[Goal]
Please give the part of the material below that opens with the line containing "Practice step: find the sun" and closes with the line containing "(1196, 237)" as a JSON list of strings, one string per line, with blank lines left out. Include both of those lines and nothing outside them.

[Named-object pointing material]
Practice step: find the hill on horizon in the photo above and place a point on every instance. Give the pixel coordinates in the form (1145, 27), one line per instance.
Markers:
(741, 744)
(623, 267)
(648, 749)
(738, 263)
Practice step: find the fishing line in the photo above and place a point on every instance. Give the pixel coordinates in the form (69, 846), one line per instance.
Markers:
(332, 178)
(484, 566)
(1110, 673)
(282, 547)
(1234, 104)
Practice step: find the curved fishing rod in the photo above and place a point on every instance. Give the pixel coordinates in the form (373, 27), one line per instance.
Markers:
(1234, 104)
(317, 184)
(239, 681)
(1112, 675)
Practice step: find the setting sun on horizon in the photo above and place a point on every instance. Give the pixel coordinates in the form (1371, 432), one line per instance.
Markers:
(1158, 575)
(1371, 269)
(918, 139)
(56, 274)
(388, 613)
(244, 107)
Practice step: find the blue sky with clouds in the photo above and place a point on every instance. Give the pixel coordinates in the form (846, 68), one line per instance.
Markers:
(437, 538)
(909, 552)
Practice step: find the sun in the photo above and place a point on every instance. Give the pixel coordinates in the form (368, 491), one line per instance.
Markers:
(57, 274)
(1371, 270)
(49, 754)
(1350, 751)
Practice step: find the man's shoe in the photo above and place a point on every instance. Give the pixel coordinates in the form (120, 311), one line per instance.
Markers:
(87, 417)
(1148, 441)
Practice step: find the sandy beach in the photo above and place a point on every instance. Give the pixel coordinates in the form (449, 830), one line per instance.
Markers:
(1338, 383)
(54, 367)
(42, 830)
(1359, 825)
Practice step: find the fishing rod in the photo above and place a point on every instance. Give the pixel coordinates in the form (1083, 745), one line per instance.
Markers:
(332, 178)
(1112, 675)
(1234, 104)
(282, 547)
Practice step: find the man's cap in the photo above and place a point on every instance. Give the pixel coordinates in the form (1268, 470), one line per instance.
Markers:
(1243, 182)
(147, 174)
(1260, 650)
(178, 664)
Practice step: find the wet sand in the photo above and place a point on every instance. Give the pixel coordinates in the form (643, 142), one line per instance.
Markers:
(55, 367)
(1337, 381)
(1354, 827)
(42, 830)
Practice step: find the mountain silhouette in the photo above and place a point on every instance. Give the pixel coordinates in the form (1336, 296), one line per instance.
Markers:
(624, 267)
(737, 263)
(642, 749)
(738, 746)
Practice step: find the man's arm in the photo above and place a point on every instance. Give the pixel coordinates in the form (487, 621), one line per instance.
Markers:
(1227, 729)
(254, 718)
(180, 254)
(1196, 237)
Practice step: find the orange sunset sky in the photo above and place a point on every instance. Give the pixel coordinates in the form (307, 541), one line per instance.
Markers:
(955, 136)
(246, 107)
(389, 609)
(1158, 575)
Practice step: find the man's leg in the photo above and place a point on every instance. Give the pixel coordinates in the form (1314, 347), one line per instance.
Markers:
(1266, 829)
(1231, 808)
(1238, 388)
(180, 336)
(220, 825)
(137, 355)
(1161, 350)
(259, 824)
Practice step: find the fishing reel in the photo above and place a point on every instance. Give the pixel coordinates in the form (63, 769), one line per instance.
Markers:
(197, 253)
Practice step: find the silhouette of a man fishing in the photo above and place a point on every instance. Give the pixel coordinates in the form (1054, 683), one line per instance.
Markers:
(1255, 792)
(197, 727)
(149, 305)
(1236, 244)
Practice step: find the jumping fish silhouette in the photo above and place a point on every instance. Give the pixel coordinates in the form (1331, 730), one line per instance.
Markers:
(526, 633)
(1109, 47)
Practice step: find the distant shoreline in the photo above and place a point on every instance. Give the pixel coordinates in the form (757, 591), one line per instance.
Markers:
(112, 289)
--
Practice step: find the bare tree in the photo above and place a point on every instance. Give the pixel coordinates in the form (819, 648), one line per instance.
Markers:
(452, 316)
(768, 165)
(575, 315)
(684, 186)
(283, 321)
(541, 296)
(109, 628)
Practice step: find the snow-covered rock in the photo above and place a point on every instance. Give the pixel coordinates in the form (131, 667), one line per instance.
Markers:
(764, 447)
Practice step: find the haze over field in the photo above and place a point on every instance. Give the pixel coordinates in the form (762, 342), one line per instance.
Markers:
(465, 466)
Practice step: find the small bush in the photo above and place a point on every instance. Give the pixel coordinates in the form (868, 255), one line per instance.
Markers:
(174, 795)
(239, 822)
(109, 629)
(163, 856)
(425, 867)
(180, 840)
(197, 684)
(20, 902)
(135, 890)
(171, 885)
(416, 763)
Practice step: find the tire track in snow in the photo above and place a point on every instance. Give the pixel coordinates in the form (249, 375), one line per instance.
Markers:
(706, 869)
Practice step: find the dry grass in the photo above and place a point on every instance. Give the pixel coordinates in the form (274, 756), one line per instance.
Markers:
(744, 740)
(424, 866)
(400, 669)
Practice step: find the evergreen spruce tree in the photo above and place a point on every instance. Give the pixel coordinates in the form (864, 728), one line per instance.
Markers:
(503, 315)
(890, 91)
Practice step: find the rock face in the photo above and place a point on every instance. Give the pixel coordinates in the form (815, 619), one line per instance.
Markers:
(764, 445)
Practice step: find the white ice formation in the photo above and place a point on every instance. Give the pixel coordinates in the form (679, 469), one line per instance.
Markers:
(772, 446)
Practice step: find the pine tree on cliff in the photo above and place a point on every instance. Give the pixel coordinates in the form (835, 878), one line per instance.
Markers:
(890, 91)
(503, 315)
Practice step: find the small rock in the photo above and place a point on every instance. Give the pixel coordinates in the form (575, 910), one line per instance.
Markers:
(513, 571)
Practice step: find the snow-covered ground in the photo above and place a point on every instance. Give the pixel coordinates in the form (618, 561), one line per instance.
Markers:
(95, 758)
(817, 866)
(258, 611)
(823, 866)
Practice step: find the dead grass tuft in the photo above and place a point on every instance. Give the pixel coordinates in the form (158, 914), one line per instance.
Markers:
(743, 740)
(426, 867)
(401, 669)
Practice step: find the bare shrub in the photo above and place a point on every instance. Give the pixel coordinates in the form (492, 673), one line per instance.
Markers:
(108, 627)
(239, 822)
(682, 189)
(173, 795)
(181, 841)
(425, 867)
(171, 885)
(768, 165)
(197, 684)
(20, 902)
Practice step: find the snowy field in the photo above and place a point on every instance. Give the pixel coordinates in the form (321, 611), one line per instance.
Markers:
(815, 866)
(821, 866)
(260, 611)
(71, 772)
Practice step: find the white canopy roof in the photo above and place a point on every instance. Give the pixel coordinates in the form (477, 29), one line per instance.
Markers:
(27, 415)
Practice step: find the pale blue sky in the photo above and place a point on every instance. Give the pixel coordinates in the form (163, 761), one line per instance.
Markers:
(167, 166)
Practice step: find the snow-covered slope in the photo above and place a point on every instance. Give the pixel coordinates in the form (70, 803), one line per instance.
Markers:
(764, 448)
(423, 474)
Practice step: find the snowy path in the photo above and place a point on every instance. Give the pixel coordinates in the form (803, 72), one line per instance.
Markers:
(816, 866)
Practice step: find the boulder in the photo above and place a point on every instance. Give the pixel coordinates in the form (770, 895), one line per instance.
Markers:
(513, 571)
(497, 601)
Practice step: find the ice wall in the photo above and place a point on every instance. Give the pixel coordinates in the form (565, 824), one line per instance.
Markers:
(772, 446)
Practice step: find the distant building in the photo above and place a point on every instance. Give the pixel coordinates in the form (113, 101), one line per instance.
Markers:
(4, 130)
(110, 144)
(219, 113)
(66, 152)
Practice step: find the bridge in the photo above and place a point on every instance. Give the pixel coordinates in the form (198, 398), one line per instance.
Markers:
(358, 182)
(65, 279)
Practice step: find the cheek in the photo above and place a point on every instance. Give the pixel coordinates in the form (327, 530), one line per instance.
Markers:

[Exercise answer]
[
  "Practice step: find the sun in the photo above and place a point on every instance. Give the pixel coordinates in the form (368, 491), one line per instance.",
  "Markers:",
  "(57, 274)",
  "(1371, 270)",
  "(49, 754)",
  "(1350, 751)",
  "Practice step: find the man's shoe in the photo above and place a point on every instance. Give the pixel coordinates in the form (120, 311), one line per instance.",
  "Markers:",
  "(87, 417)",
  "(1148, 441)",
  "Practice step: find the sandy beach in the photo above and place a point on every instance. Give the pixel coordinates in the form (449, 830), one line per instance.",
  "Markers:",
  "(1338, 383)",
  "(54, 367)",
  "(42, 830)",
  "(1359, 825)",
  "Practice step: find the fishing rod in the photo above and place a point on every instance. Give the pixel coordinates in the form (1083, 745), one line per instance.",
  "Markers:",
  "(332, 178)",
  "(1112, 675)",
  "(1234, 104)",
  "(282, 547)",
  "Practice step: find the man's cap in the photo above and place a point on every instance. Give the pixel coordinates in the form (1268, 470), one line per instance.",
  "Markers:",
  "(1243, 182)",
  "(147, 174)",
  "(1260, 650)",
  "(178, 664)",
  "Practice step: find the wet sand in the photo above and place a point on every instance. Give the pixel coordinates in the form (643, 142), one line per instance.",
  "Markers:",
  "(55, 367)",
  "(1337, 381)",
  "(1354, 827)",
  "(42, 830)",
  "Practice step: find the mountain silhouette in the photo above and place a point on every instance. Give the pixel coordinates in the form (1336, 296), one line per instance.",
  "Markers:",
  "(624, 267)",
  "(737, 263)",
  "(642, 749)",
  "(738, 746)",
  "Practice step: find the man's arm in the photo above and place a point on every instance. Give the pixel coordinates in the form (487, 621), one line per instance.",
  "Markers:",
  "(1227, 729)",
  "(254, 718)",
  "(180, 254)",
  "(1196, 237)"
]